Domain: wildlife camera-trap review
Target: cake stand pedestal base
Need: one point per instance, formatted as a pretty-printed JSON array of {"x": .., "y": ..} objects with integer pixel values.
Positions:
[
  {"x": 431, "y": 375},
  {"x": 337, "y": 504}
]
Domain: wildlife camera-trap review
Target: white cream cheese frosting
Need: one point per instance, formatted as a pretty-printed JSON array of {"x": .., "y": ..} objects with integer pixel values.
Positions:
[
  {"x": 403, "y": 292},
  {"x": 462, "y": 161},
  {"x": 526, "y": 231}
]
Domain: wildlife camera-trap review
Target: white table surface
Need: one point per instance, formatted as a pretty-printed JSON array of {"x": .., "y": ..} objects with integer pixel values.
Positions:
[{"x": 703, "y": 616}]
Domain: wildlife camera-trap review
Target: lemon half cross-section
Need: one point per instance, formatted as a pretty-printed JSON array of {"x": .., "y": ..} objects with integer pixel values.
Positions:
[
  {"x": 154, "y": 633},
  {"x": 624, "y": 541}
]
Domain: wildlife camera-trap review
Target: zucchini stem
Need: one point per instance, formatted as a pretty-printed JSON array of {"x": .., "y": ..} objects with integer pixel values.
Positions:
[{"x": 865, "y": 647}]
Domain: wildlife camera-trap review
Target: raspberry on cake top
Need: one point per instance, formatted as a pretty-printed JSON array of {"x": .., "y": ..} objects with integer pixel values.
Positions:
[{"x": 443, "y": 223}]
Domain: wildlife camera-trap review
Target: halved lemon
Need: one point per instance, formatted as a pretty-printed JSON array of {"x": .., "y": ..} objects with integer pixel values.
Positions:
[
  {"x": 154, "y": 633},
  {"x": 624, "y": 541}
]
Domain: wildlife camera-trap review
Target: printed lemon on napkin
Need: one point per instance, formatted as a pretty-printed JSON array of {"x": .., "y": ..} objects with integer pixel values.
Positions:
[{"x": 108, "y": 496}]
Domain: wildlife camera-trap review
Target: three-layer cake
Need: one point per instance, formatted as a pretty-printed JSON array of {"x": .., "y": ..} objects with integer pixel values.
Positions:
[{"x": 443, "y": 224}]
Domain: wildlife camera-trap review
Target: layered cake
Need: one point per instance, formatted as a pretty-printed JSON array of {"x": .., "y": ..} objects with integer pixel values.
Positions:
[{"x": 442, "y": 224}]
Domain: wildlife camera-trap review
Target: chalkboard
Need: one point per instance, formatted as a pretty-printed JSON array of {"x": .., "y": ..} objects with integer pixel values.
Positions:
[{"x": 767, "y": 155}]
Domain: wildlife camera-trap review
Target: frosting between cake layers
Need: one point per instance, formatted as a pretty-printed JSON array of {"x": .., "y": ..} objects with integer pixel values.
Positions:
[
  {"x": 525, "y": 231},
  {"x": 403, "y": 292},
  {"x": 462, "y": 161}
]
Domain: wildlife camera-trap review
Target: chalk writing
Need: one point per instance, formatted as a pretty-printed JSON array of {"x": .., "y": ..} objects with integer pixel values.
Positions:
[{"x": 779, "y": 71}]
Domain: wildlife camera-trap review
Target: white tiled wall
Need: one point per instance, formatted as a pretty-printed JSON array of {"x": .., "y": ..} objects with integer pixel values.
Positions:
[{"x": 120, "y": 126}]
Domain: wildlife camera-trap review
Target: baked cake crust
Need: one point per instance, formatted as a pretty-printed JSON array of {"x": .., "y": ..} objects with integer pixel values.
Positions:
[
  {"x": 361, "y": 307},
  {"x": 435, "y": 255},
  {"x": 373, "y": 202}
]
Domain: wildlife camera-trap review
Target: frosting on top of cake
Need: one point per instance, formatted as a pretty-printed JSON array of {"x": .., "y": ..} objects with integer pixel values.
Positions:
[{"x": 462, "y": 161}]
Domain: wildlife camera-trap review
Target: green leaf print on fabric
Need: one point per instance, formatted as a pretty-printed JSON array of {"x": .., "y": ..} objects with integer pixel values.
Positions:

########

*What you have to do*:
Using the listing above, please repeat every entry exactly.

*In response*:
Domain: wildlife camera-trap review
Target: cake stand pedestal base
Need: one point per instance, formatted as a pretty-printed JSON array of {"x": .., "y": ..} objects with integer pixel values.
Positions:
[
  {"x": 431, "y": 375},
  {"x": 337, "y": 504}
]
Domain: wildlife camera-trap review
Target: white cream cheese frosting
Need: one point per instance, formatted as a pretty-printed JSON array of {"x": .., "y": ..} objects with integer pixel values.
Positions:
[
  {"x": 403, "y": 292},
  {"x": 462, "y": 161},
  {"x": 526, "y": 231}
]
Domain: wildlife camera-trap review
Target: white table surface
Need: one point per instance, formatted as a pretty-printed JSON array of {"x": .., "y": ..} objects with integer pixel values.
Positions:
[{"x": 703, "y": 616}]
Domain: wildlife camera-trap review
Target: lemon half cross-section
Need: one point per instance, formatted as a pretty-printed JSON array of {"x": .., "y": ..} objects with integer pixel values.
Positions:
[
  {"x": 154, "y": 633},
  {"x": 624, "y": 541}
]
Domain: wildlife camera-trap review
Target: zucchini stem
Need: one point per instance, formatted as a pretty-printed JSON array of {"x": .., "y": ..} objects with integer pixel values.
Positions:
[{"x": 865, "y": 647}]
Domain: wildlife camera-trap review
Target: raspberry on cake top
Need: one point per instance, formatted as a pretty-printed JSON array of {"x": .., "y": ..} objects with integer pixel values.
Positions:
[{"x": 443, "y": 223}]
Domain: wildlife camera-trap review
Target: halved lemon
Need: one point per instance, formatted as a pretty-printed JSON array of {"x": .., "y": ..} objects with integer pixel values.
Positions:
[
  {"x": 154, "y": 633},
  {"x": 624, "y": 541}
]
Domain: wildlife camera-trap review
Target: printed lemon on napkin
Need: one point per instance, formatted as a pretty-printed JSON array of {"x": .., "y": ..} objects with integer pixel values.
Positions:
[{"x": 108, "y": 496}]
Domain: wildlife camera-trap review
Target: three-layer cake
Need: one point per instance, formatted as a pretty-printed JSON array of {"x": .., "y": ..} objects with integer pixel values.
Positions:
[{"x": 443, "y": 224}]
Domain: wildlife camera-trap review
Target: layered cake
Need: one point per instance, formatted as a pretty-printed JSON array of {"x": .., "y": ..} objects with integer pixel values.
Positions:
[{"x": 442, "y": 224}]
Domain: wildlife camera-trap review
Target: chalkboard
Need: one point per instance, formatted as a pretty-printed JSON array of {"x": .., "y": ..} objects with integer pixel values.
Positions:
[{"x": 767, "y": 155}]
Domain: wildlife camera-trap review
Target: frosting between cake layers
Need: one point per instance, formatted as a pretty-printed JSON array of {"x": .., "y": ..} objects with integer pixel values.
Positions:
[
  {"x": 525, "y": 231},
  {"x": 403, "y": 292},
  {"x": 462, "y": 161}
]
Domain: wildlife camera-trap review
Target: chalk writing
Need: one point per instance, formatted as a pretty-printed JSON array of {"x": .., "y": ..} objects with integer pixel values.
Positions:
[{"x": 779, "y": 71}]
Domain: wildlife camera-trap review
Target: white tiled wall
Need: one point per instance, formatted as a pretty-printed JSON array of {"x": .., "y": ..} objects with integer pixel values.
Positions:
[{"x": 120, "y": 126}]
Domain: wildlife camera-trap review
Target: baked cake crust
Need: one point per instance, formatted as a pretty-printed JSON array of {"x": .., "y": ..} objects with integer pixel values.
Positions:
[
  {"x": 361, "y": 307},
  {"x": 435, "y": 255},
  {"x": 373, "y": 202}
]
Domain: wildlife camera-trap review
Target: frosting on top of cake
Need: one point per instance, formatted as a pretty-printed JSON array of {"x": .., "y": ..} objects with integer pixel values.
Positions:
[{"x": 462, "y": 161}]
Domain: wildlife camera-trap review
Target: green leaf print on fabric
Need: one point per instance, formatted as a pretty-printed JSON array of {"x": .., "y": ..} objects with integer pixel values.
Positions:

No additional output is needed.